* DOCUMENT SECTION:
-----
Tuesday, February 07, 2017

A major foreign policy triumph:  Trump brings improved relationships with problem countries

Hillary talked about a "reset" but it took Trump to deliver one.  The various leaders appear to see Trump as a strong man where Obama was just a spineless nagger. They respect strength

Suddenly, leaders who have previously expressed nothing but contempt for the US are showcasing a desire to engage rather than intimidate or retract, and establish common ground with President Donald Trump.

The New York Times suggests some of the world’s most brutal autocrats could be welcoming the rise of Mr Trump as a chance to avoid being held accountable for their authoritarian tendencies and poor human rights records.

Others, it says, may wish to forge new alliances and a new geopolitical order, which could effectively restructure the world as we know it.

“Many appear to see a Trump presidency as an opportunity to engage with a like-minded leader who has stated nationalist aims,” the article states. “Others may hope for respite from criticism over their human rights records or authoritarian tendencies.”

Mr Trump already has a history of praising harsh dictators — both dead and alive.

In 2015, he said the Middle East would “100 per cent” have been better today if Libyan dictator Muammar al-Gaddafi and Iraqi dictator Saddam Hussein were still in power.

Later that year, he said Syrian President Bashar al-Assad is “getting an A in terms of leadership”, comparing his leadership favourably with that of Barack Obama.

He even once retweeted a Mussolini quote.

Evidently some of the world’s more hostile global figures see this as a positive thing.

They seem more keen to collaborate with the US leader and get on his good side — even those who were contemptuous of him when he was considered unlikely to win.

Writing in The Guardian, historian Timothy Garton Ash said Mr Trump’s election win signifies he now joins “a score of other nationalist leaders around the globe”, saying “the nationalists are giving one another the Trumpian thumbs-up across the seas”.

So who are these non-western leaders taking an interest in Mr Trump?


The seemingly-cozy relationship between Mr Trump and Vladimir Putin has been well-documented over the past two years.

Throughout the election, the pair frequently exchanged compliments and expressed visions of a mutually-agreeable future, bonding over their shared interests in their own countries and power.

Mr Putin first praised the US President publicly back in 2015, describing him as “talented” and the “absolute leader” in the GOP race for the White House.

Mr Trump has in turn described the Russian autocrat saying: “He’s running his country and at least he’s a leader, you know, unlike what we have in this country. I think our country does plenty of killing also.”

After the election, Mr Putin expressed an interest in a form of Russia-US alliance, saying he hopes him and Mr Trump can “work together to lift Russian — US relations out of the current crisis”.

On November 14, the pair had a phone call. According to a Kremlin press release, during the call they “expressed support for active joint efforts to normalise relations and pursue constructive co-operation on the broadest possible range of issues”.

According to the Times, Mr Putin may see this relationship as a way to further Russian aims and build a new geopolitical order.


North Korea’s regime has declared itself a sworn enemy of America, and its leader Kim Jong-un has made numerous nuclear threats over the years.

Despite threatening the isolated country and describing its leader as a “maniac”, Mr Trump has expressed an interest in meeting Mr Kim.

He even once praised the swift way the dictator took power after his father’s death, saying he deserves “credit” for that.
-----
* RECORDED DATA:
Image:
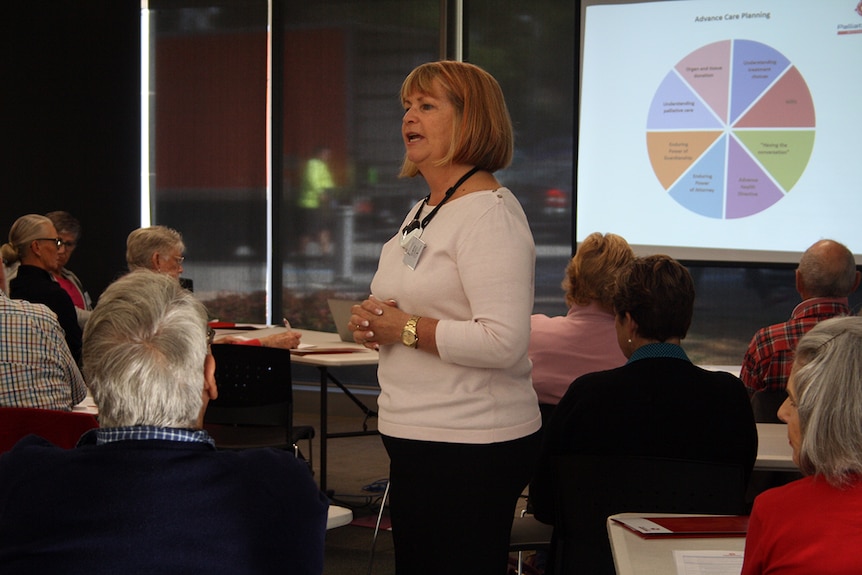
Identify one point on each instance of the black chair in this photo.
(765, 404)
(593, 487)
(254, 407)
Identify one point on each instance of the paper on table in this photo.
(687, 526)
(708, 562)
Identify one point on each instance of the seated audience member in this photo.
(814, 524)
(156, 248)
(36, 367)
(69, 230)
(160, 249)
(563, 348)
(157, 495)
(36, 247)
(826, 276)
(658, 404)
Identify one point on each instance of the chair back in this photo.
(254, 387)
(765, 404)
(62, 428)
(594, 487)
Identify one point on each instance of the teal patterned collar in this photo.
(653, 350)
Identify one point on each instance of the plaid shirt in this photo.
(770, 354)
(36, 366)
(103, 435)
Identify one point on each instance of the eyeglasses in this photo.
(57, 241)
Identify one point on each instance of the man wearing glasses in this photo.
(35, 247)
(69, 230)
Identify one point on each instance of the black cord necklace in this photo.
(415, 223)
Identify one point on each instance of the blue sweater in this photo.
(154, 506)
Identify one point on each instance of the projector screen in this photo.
-----
* WHAT YOU WILL DO: In the post about Trump and foreign leaders, how did Putin describe Trump when he first praised him publicly in 2015?

* COMPLETE OUTPUT: He called him "talented" and the "absolute leader" in the GOP race for the White House.